>>>
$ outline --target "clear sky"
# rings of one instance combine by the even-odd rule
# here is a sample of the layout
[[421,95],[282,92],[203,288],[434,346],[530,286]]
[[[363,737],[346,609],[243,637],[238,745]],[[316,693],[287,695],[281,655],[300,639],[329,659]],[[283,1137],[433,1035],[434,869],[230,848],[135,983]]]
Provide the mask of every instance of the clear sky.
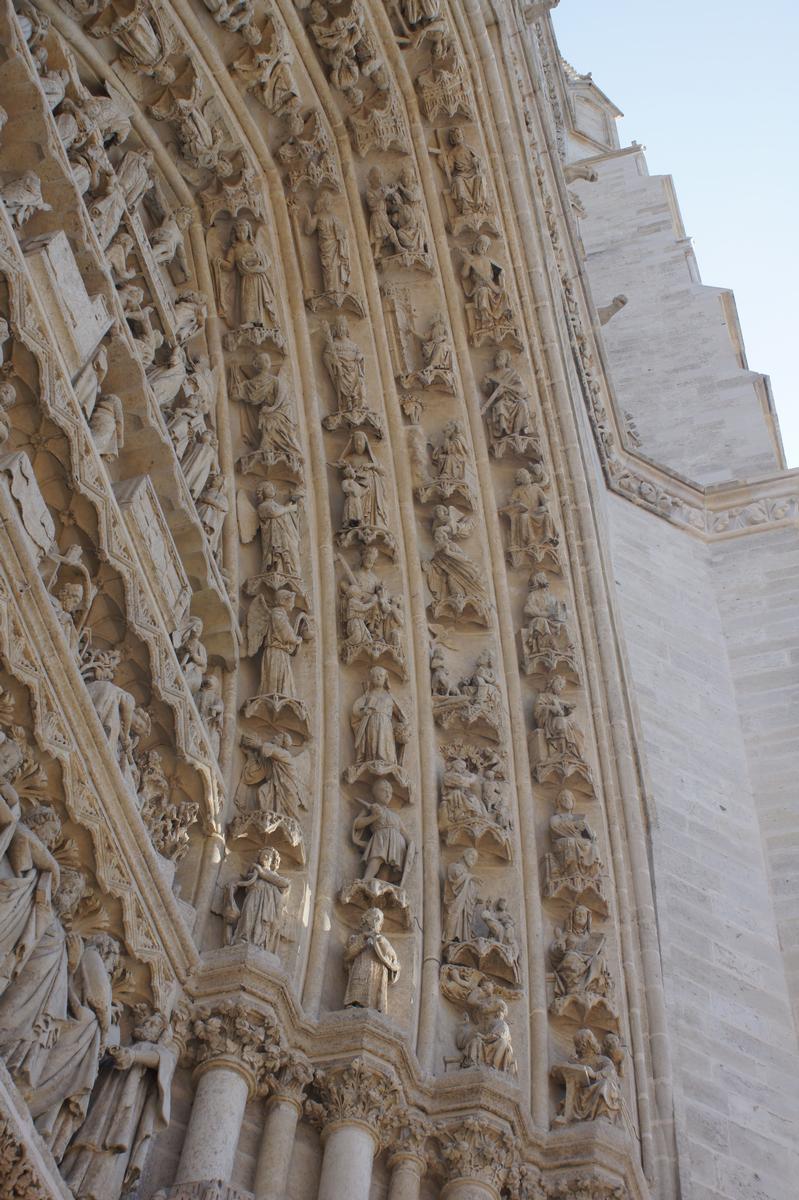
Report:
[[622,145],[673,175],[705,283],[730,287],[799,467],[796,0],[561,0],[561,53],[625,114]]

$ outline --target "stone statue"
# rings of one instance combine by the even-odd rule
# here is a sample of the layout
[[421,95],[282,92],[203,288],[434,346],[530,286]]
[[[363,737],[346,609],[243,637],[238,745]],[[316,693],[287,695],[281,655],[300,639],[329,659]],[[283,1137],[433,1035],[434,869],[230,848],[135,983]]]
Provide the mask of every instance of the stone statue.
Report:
<<<
>>>
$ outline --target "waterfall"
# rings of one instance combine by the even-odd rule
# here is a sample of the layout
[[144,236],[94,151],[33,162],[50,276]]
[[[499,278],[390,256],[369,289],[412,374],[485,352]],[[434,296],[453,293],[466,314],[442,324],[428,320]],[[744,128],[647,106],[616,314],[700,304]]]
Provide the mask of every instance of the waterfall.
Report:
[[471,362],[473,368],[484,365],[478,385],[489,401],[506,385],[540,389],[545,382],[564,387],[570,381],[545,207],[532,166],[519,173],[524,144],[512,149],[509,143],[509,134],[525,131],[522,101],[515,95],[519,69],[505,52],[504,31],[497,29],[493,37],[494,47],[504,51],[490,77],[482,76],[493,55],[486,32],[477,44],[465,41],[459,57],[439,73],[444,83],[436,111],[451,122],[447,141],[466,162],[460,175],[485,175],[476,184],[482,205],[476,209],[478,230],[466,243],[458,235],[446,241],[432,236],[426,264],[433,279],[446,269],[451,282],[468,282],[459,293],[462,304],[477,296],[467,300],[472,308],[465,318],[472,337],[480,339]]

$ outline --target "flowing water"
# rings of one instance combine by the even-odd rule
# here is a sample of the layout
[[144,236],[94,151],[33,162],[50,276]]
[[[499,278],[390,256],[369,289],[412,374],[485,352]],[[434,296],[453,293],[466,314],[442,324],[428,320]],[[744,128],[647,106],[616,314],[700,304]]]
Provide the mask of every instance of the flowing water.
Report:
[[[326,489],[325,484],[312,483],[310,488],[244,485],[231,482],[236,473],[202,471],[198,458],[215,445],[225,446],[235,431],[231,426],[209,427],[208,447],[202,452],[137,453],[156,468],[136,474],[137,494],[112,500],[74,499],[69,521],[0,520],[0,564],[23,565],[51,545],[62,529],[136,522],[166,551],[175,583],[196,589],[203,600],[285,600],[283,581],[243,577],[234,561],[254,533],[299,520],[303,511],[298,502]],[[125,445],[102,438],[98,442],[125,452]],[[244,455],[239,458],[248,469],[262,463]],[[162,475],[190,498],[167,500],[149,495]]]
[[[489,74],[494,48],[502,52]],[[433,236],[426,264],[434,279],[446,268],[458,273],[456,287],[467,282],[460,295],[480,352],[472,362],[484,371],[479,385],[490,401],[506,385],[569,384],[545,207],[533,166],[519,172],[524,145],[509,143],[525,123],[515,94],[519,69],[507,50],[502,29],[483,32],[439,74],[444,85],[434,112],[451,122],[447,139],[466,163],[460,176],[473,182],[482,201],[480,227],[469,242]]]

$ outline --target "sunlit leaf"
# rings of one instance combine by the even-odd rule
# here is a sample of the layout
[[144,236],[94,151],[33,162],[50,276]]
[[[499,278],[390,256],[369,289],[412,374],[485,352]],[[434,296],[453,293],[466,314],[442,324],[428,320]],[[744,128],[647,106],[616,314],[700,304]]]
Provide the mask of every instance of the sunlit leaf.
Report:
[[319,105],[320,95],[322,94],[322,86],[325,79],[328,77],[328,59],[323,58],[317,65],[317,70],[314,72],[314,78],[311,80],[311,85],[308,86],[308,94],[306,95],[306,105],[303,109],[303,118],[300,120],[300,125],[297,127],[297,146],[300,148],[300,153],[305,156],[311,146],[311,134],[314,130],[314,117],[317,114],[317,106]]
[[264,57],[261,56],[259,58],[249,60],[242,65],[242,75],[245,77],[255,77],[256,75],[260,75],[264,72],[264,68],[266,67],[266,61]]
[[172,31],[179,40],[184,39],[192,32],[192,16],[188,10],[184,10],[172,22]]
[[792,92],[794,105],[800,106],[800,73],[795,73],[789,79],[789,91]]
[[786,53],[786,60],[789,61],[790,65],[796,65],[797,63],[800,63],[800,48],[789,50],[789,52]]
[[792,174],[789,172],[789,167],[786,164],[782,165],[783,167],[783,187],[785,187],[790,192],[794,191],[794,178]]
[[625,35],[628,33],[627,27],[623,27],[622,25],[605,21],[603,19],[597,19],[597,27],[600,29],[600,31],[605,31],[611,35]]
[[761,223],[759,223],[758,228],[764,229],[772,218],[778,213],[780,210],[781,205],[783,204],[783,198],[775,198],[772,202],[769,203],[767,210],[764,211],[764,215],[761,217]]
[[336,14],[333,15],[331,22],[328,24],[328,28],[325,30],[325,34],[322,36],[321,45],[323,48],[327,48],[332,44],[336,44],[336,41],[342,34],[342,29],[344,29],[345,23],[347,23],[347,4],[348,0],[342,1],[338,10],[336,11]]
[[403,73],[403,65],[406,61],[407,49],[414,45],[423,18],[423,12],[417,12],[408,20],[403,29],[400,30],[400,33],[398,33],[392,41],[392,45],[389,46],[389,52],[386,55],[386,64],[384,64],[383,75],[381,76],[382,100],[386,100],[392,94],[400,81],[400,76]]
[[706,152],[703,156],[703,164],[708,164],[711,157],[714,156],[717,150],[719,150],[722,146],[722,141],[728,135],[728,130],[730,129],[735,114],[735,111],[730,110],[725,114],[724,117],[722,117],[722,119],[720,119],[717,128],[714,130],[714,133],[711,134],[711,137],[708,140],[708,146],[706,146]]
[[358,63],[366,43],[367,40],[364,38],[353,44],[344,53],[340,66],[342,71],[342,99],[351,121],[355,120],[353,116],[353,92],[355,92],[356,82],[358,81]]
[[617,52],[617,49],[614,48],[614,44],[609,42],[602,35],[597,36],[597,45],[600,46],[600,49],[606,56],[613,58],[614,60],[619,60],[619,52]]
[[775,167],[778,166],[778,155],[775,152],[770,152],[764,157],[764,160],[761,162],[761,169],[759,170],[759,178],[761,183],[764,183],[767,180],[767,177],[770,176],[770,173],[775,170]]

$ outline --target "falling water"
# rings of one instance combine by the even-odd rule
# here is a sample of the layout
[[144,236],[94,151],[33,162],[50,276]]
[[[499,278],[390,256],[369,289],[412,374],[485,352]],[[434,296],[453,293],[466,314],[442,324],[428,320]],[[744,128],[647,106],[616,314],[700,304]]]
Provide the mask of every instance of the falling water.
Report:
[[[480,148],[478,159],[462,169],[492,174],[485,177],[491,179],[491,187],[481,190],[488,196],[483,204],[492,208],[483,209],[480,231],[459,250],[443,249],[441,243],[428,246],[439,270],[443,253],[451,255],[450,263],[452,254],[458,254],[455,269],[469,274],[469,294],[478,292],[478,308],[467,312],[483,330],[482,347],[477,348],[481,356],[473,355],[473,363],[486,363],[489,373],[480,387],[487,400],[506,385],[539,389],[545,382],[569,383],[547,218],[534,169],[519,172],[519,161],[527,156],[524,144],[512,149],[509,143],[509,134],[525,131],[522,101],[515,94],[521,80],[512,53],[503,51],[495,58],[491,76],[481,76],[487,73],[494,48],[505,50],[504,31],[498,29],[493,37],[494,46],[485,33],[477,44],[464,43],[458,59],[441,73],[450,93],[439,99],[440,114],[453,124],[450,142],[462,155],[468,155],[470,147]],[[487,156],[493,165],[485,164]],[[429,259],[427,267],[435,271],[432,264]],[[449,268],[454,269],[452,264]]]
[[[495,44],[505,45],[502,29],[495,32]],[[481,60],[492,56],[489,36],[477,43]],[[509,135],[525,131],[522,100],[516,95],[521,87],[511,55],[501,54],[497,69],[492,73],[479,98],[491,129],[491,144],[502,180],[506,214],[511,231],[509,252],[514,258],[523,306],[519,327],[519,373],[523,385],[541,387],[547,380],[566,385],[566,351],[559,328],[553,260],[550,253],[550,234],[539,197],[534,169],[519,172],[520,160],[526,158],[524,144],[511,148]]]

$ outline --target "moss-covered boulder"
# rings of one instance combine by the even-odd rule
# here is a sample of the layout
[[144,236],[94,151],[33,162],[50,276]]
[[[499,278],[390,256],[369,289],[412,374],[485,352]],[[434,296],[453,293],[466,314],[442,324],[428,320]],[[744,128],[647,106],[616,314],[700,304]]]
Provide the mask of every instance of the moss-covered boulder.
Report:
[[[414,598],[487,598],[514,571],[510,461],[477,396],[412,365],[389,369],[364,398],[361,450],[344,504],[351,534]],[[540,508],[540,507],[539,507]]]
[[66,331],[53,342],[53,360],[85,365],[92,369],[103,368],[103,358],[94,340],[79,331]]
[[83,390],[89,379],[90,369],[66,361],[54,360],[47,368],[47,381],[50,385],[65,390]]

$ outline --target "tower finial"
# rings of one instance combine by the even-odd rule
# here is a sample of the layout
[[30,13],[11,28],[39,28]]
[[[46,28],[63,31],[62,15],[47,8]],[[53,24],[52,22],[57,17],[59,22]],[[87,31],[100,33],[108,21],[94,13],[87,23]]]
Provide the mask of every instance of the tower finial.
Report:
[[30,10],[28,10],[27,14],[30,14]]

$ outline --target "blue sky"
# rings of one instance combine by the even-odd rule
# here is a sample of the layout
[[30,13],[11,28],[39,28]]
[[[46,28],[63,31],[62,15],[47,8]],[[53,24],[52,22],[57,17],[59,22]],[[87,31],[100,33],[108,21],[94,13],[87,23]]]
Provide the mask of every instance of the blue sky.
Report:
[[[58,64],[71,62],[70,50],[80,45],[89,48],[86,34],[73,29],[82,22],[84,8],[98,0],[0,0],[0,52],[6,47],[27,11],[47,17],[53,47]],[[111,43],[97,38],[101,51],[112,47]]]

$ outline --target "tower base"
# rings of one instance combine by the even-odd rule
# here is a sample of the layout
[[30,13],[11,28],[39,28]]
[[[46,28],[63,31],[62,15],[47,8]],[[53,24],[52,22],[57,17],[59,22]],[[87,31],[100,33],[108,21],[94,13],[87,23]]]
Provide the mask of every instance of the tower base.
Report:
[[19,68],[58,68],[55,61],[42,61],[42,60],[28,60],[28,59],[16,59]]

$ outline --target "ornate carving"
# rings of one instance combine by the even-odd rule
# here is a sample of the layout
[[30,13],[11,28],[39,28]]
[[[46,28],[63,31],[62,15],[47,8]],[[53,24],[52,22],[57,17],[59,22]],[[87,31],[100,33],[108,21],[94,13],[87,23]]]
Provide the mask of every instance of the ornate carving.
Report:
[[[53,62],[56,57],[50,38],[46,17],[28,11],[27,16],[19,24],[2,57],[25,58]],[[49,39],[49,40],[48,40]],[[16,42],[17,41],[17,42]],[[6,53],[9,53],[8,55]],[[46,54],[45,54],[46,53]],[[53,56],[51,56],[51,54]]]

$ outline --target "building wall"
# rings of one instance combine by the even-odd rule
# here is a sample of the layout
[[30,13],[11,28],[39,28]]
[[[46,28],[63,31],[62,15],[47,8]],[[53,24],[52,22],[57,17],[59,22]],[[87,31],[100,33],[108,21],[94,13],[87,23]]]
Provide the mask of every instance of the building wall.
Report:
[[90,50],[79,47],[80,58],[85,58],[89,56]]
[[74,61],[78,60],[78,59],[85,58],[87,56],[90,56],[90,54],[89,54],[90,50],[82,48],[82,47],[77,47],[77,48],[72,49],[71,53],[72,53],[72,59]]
<<<
>>>
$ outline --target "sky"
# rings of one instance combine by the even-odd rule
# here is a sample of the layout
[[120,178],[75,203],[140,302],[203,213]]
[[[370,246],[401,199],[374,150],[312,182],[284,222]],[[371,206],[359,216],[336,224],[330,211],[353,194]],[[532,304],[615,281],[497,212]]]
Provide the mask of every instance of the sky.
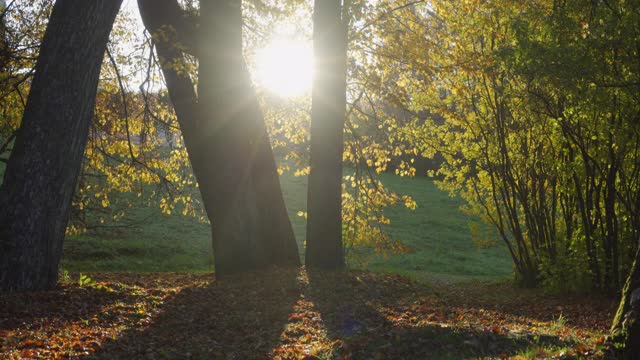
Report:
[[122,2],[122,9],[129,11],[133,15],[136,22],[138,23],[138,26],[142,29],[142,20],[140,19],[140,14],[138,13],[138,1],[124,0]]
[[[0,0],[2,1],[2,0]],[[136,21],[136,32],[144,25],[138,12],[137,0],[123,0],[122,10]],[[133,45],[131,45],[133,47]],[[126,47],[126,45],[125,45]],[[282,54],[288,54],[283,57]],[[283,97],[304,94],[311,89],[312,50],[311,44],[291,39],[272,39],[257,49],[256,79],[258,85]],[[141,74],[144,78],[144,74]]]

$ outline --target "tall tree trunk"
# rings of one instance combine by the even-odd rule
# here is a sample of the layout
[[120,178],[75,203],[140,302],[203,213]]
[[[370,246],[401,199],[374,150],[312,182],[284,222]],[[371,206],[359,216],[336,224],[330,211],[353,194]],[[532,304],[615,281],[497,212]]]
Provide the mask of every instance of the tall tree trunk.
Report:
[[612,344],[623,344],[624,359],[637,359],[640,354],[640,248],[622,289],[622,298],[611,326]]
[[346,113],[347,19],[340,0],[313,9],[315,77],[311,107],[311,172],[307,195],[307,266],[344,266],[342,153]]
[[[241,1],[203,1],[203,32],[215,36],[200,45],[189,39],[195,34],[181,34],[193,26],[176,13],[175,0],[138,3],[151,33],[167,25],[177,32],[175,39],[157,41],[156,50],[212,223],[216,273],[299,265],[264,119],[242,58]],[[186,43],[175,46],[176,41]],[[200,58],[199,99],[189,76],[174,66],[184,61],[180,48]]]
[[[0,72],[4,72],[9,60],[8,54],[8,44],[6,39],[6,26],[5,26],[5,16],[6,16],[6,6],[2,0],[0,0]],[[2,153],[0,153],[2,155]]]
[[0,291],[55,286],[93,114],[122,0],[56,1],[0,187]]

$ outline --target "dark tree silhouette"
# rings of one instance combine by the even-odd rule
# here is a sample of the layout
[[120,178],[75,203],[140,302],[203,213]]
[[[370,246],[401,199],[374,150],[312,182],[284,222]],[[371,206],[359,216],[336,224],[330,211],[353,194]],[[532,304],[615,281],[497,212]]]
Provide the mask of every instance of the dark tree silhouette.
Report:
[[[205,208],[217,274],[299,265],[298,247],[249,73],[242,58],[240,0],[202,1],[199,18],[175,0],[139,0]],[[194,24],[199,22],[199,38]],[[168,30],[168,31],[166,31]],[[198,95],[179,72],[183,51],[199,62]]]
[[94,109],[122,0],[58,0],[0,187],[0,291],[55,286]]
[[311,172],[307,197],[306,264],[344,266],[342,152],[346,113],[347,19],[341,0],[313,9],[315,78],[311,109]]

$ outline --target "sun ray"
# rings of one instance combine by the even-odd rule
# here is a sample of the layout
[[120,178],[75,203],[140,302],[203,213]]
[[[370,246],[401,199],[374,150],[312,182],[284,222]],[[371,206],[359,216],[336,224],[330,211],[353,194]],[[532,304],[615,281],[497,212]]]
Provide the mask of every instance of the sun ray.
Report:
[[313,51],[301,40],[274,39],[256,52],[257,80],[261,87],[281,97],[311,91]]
<<<
* WHAT TO WORK ON
Every line above that includes the string "stone" needs to be copied.

* ANSWER TO THE EXERCISE
$ outline --target "stone statue"
Provide the mask of every instance of the stone statue.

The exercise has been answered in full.